=== Objetivo A ===
Reproduza o trecho do texto sobre videoarte que começa em "Devemos ressaltar, contudo, que" e vai até "nomes mais específicos.".
=== Objetivo B ===
No texto sobre videoarte, qual livro de Braden Joseph é indicado para conhecer com maior profundidade a complexidade das origens da videoarte?
=== Objetivo C ===
Segundo o texto sobre videoarte, por que o livro de Braden Joseph é útil para entender o surgimento da videoarte, embora não seja focado nela?

=== Texto de origem ===
+ + + + +
Devemos ressaltar, contudo, que internacionalmente existiram, também artistas mais heterogêneos e que se apropriam do vídeo a sua maneira, como o artista estadunidense Vito Acconci e outros que trabalharam numa multiplicidade maior de linguagens e que, também, vão ter obras significativas em vídeo. Vale notar que, no Brasil, assim foi o início da videoarte – artistas visuais se apropriando a sua maneira das possibilidades do vídeos -, enquanto que internacionalmente já aparecem nomes mais específicos.  

Devemos ponderar, contudo, esse tipo de discurso a respeito da Portapak e a respeito das ilhas eletrônicas. Arlindo Machado, em seu texto (título), não implica certa determinação exagerada que o papel da técnica vai ter no desenvolvimento de uma linguagem e, de certa forma, é resultado de bastante esforço tentar evitar esse tipo de olhar exagerado conforme percorremos as obras e os vídeo artistas desta época. Entretanto, os materiais a serem percorridos sugerem um pouco esse tipo de raciocínio, de pensamento teórico e de discursos críticos, que, ao aparecerem nítidos, algumas vezes acabam por serem contaminados por esse tipo de lógica. Mas, não desconsiderando o papel que uma câmera tem em um pensamento de linguagem, a formulação de uma linguagem com uma videoarte é muito mais complexa do que afirmar que o simples aparecimento de uma câmera torna certos macetes possíveis. É possível encontrar, com maior profundidade, a complexidade dessas gênesis no livro “Beyond the Dream Syndicate” (2008) – apesar de o livro não ser exatamente focado na videoarte – do Braden Joseph, a respeito do Tony Conrad. O começo do livro mostra a cena da arte experimental de Nova Iorque nos anos 60, onde está o surgimento da videoarte, e, apesar de seu enfoque não ser a videoarte, Joseph consegue relatar a riqueza e a complexidade de fatores que levam ao surgimento da linguagem que se dão nesse contexto, passando um pouco pela contracultura, o espraiamento das pesquisas de vanguarda da Europa para os Estados Unidos e como tudo isso vai levar a certos espaços de ensino da arte muito mais engajados em formas experimentais, pela presença de algumas pessoas que foram nomes chave dentro desses contextos como, por exemplo, John Cage e sua ligação com a BlackMountain College, no interior dos Estados Unidos. Joseph, ao longo do livro, passa por toda a existência desses formatos próprios, exemplificando o momento com nomes de potências enormes como, o já citado, Cage e Robert Rauscenberg, nomes que se tornam de extrema importância na arte contemporânea dos Estados Unidos, chegando a atingir um nível internacional.
+ + + + +
=== Registros ===

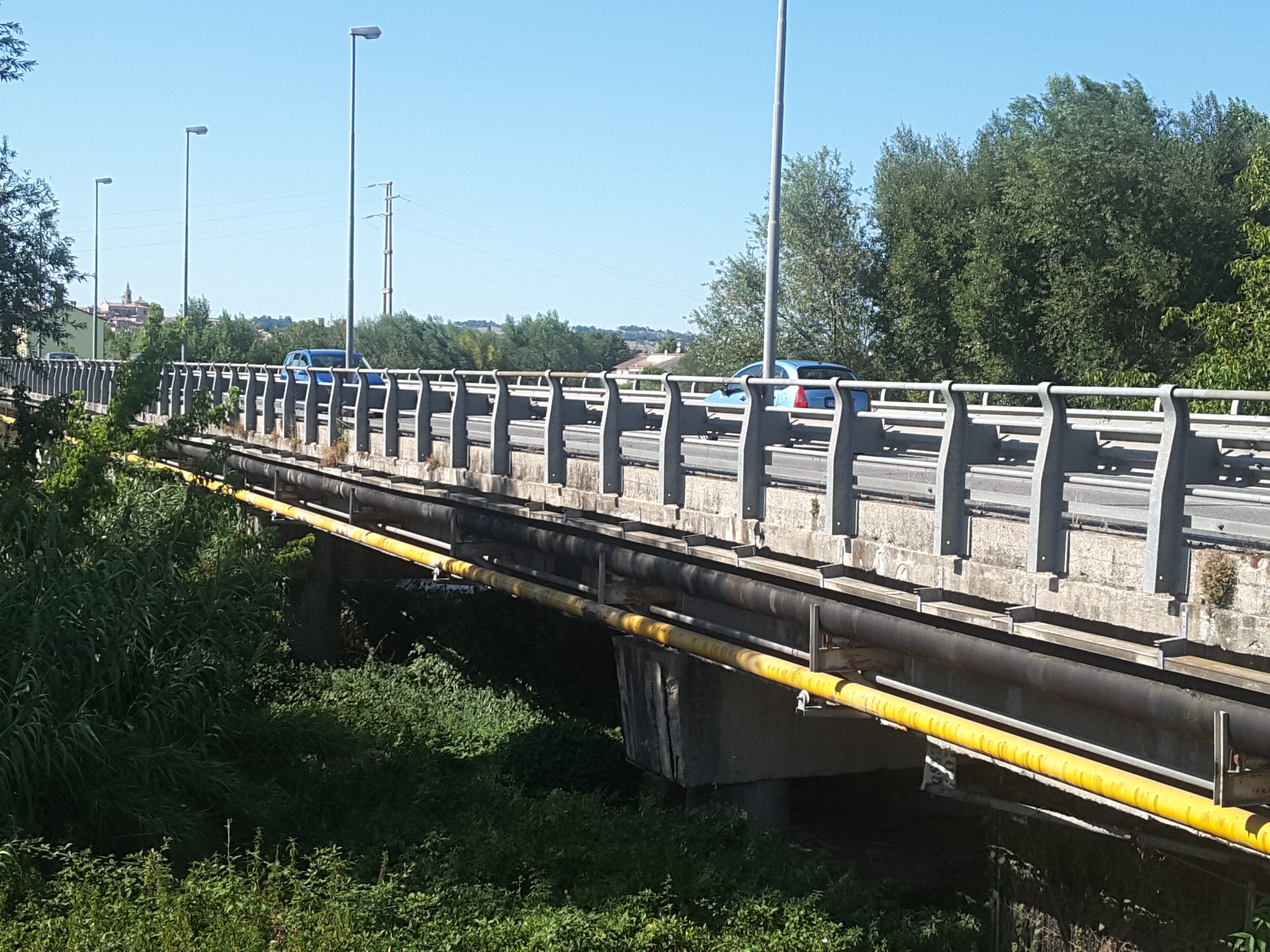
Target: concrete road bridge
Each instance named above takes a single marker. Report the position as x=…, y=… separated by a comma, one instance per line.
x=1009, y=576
+ + + + +
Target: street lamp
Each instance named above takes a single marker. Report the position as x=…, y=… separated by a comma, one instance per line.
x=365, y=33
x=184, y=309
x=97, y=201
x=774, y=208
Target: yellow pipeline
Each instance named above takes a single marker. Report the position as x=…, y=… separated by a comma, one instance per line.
+ + + + +
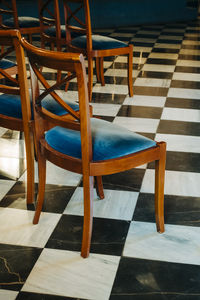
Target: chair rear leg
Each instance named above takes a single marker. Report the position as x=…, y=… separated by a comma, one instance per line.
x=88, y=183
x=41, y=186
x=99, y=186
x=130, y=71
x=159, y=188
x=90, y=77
+ + + + +
=== Solução A ===
Devemos ressaltar, contudo, que internacionalmente existiram, também artistas mais heterogêneos e que se apropriam do vídeo a sua maneira, como o artista estadunidense Vito Acconci e outros que trabalharam numa multiplicidade maior de linguagens e que, também, vão ter obras significativas em vídeo. Vale notar que, no Brasil, assim foi o início da videoarte – artistas visuais se apropriando a sua maneira das possibilidades do vídeos -, enquanto que internacionalmente já aparecem nomes mais específicos.

=== Solução B ===
O livro "Beyond the Dream Syndicate", de 2008, sobre Tony Conrad.

=== Solução C ===
O começo do livro mostra a cena da arte experimental de Nova Iorque nos anos 60, onde surgiu a videoarte. Nele, Joseph relata a riqueza e a complexidade dos fatores que levaram ao surgimento dessa linguagem, como a contracultura, a difusão das pesquisas de vanguarda da Europa para os Estados Unidos e os espaços de ensino de arte mais engajados em formas experimentais.